[INSTRUCTIONS TO FOLLOW] Find the line that contains "pin: the red ribbon, one" in the entries below. Output it and each later line exactly, and nothing else.

Natural-language object grounding data:
..........

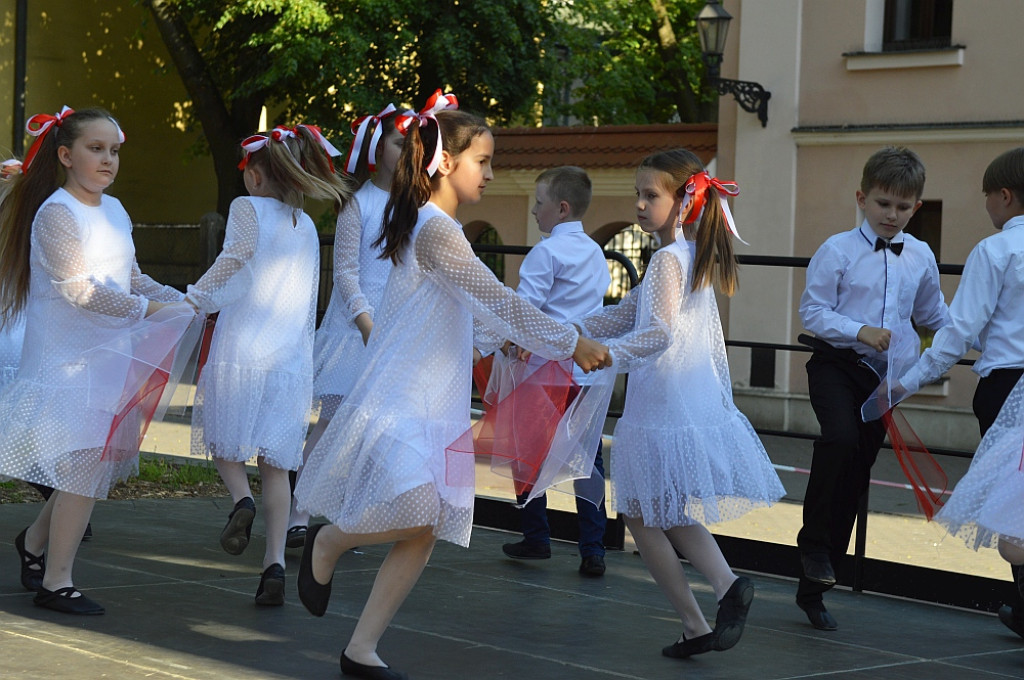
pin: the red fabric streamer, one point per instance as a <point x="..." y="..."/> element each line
<point x="927" y="478"/>
<point x="517" y="431"/>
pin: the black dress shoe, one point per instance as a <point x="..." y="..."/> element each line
<point x="732" y="609"/>
<point x="271" y="587"/>
<point x="687" y="648"/>
<point x="348" y="667"/>
<point x="1012" y="620"/>
<point x="64" y="599"/>
<point x="238" y="530"/>
<point x="592" y="565"/>
<point x="314" y="596"/>
<point x="818" y="569"/>
<point x="33" y="566"/>
<point x="819" y="617"/>
<point x="523" y="550"/>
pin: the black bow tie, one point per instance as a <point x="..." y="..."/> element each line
<point x="897" y="248"/>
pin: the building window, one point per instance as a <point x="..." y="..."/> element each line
<point x="916" y="25"/>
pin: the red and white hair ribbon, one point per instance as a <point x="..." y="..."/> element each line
<point x="39" y="126"/>
<point x="437" y="102"/>
<point x="258" y="141"/>
<point x="359" y="128"/>
<point x="696" y="187"/>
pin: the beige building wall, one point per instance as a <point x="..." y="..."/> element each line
<point x="836" y="99"/>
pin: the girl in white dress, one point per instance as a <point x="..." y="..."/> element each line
<point x="75" y="280"/>
<point x="253" y="395"/>
<point x="683" y="454"/>
<point x="359" y="274"/>
<point x="378" y="473"/>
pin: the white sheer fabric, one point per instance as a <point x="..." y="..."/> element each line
<point x="380" y="464"/>
<point x="683" y="454"/>
<point x="988" y="501"/>
<point x="254" y="392"/>
<point x="359" y="277"/>
<point x="83" y="303"/>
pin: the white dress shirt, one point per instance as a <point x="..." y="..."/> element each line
<point x="851" y="285"/>
<point x="987" y="309"/>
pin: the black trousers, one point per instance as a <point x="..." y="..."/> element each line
<point x="844" y="454"/>
<point x="989" y="396"/>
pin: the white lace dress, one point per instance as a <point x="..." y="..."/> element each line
<point x="359" y="275"/>
<point x="254" y="392"/>
<point x="381" y="463"/>
<point x="86" y="292"/>
<point x="988" y="501"/>
<point x="683" y="454"/>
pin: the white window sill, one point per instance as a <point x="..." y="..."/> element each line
<point x="952" y="56"/>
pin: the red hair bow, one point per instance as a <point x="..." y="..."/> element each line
<point x="438" y="101"/>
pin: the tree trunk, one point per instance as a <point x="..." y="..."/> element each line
<point x="222" y="131"/>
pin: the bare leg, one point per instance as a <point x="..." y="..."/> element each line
<point x="69" y="515"/>
<point x="664" y="564"/>
<point x="276" y="497"/>
<point x="697" y="545"/>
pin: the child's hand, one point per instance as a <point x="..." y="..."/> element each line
<point x="876" y="338"/>
<point x="591" y="355"/>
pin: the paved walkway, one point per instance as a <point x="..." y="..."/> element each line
<point x="178" y="607"/>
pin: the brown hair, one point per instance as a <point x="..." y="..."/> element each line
<point x="23" y="199"/>
<point x="894" y="169"/>
<point x="412" y="186"/>
<point x="1006" y="171"/>
<point x="715" y="260"/>
<point x="570" y="184"/>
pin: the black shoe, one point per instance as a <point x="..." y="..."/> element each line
<point x="819" y="617"/>
<point x="296" y="537"/>
<point x="271" y="587"/>
<point x="32" y="578"/>
<point x="314" y="596"/>
<point x="817" y="569"/>
<point x="731" y="615"/>
<point x="523" y="550"/>
<point x="1012" y="619"/>
<point x="64" y="599"/>
<point x="239" y="528"/>
<point x="348" y="667"/>
<point x="592" y="565"/>
<point x="687" y="648"/>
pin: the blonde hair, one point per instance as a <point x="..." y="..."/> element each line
<point x="715" y="261"/>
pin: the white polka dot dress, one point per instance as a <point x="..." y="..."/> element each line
<point x="86" y="292"/>
<point x="253" y="395"/>
<point x="683" y="454"/>
<point x="381" y="464"/>
<point x="988" y="501"/>
<point x="359" y="275"/>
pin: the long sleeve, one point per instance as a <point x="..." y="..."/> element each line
<point x="348" y="234"/>
<point x="442" y="251"/>
<point x="56" y="237"/>
<point x="662" y="295"/>
<point x="224" y="282"/>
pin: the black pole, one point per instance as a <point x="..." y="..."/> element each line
<point x="20" y="40"/>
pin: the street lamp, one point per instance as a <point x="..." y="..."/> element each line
<point x="713" y="24"/>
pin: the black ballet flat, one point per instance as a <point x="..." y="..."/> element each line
<point x="32" y="578"/>
<point x="687" y="648"/>
<point x="348" y="667"/>
<point x="313" y="595"/>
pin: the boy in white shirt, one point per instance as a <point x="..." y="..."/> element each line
<point x="850" y="304"/>
<point x="565" y="275"/>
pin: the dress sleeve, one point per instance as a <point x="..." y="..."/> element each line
<point x="662" y="293"/>
<point x="55" y="237"/>
<point x="348" y="235"/>
<point x="227" y="279"/>
<point x="444" y="254"/>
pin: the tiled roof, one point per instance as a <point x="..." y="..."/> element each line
<point x="604" y="146"/>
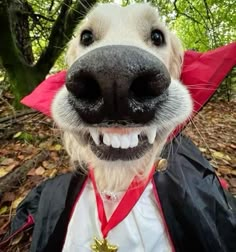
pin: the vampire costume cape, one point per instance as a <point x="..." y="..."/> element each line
<point x="196" y="213"/>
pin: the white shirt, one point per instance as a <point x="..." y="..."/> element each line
<point x="141" y="231"/>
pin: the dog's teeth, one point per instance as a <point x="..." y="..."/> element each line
<point x="124" y="142"/>
<point x="115" y="141"/>
<point x="151" y="134"/>
<point x="95" y="136"/>
<point x="106" y="139"/>
<point x="133" y="140"/>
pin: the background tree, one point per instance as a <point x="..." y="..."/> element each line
<point x="33" y="35"/>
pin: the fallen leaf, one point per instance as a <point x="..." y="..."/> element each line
<point x="18" y="134"/>
<point x="16" y="202"/>
<point x="233" y="182"/>
<point x="39" y="171"/>
<point x="3" y="210"/>
<point x="12" y="166"/>
<point x="31" y="172"/>
<point x="47" y="165"/>
<point x="7" y="161"/>
<point x="224" y="170"/>
<point x="8" y="197"/>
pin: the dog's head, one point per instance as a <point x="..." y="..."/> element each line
<point x="122" y="97"/>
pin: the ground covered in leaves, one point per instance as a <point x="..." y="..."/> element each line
<point x="31" y="151"/>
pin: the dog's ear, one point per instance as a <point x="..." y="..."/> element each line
<point x="176" y="56"/>
<point x="72" y="51"/>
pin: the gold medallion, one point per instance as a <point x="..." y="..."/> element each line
<point x="103" y="246"/>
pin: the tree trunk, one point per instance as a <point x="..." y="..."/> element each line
<point x="16" y="49"/>
<point x="23" y="80"/>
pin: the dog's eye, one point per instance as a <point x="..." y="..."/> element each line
<point x="157" y="37"/>
<point x="86" y="38"/>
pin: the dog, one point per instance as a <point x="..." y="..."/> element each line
<point x="121" y="101"/>
<point x="122" y="86"/>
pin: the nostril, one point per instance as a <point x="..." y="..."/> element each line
<point x="84" y="87"/>
<point x="148" y="86"/>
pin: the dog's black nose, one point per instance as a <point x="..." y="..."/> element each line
<point x="117" y="84"/>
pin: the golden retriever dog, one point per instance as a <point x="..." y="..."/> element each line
<point x="122" y="96"/>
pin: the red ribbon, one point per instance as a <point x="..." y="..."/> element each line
<point x="126" y="204"/>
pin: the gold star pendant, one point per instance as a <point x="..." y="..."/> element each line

..........

[SOLUTION TO THIS EXERCISE]
pin: the red ribbon, one point per instance as a <point x="..." y="..."/> element each line
<point x="126" y="204"/>
pin: the gold star pendant, one point per instance as a <point x="..." y="..."/> element each line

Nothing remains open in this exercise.